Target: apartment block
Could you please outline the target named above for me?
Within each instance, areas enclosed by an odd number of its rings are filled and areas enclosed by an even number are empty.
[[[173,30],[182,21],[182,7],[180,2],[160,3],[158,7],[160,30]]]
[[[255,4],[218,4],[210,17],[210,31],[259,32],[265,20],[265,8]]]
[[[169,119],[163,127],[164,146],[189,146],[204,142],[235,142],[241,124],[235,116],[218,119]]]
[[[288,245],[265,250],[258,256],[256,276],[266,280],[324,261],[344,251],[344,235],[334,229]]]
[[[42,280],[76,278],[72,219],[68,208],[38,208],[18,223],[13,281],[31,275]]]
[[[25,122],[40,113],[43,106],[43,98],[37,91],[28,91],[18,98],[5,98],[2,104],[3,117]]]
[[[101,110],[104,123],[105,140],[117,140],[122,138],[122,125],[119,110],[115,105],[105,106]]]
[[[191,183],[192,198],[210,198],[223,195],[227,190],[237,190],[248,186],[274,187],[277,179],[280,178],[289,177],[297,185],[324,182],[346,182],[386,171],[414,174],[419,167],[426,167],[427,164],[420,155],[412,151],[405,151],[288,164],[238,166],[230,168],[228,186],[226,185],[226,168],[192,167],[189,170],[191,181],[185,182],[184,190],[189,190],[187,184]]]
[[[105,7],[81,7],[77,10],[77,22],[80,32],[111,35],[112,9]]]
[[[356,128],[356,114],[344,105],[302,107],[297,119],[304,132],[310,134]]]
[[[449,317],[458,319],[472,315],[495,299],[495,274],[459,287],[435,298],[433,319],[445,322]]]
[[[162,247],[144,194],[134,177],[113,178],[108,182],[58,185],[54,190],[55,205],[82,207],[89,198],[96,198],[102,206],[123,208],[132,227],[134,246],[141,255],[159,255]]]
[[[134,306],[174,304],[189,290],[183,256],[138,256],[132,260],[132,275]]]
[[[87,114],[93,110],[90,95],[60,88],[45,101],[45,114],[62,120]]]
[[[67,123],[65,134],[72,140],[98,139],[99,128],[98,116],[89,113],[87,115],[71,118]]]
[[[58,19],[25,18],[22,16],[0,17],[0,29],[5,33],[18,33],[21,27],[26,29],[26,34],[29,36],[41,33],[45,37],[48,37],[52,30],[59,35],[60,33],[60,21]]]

-- -- --

Required task: Count the lines in the material above that contain the word "even". Reply with the number only.

Correct output: 1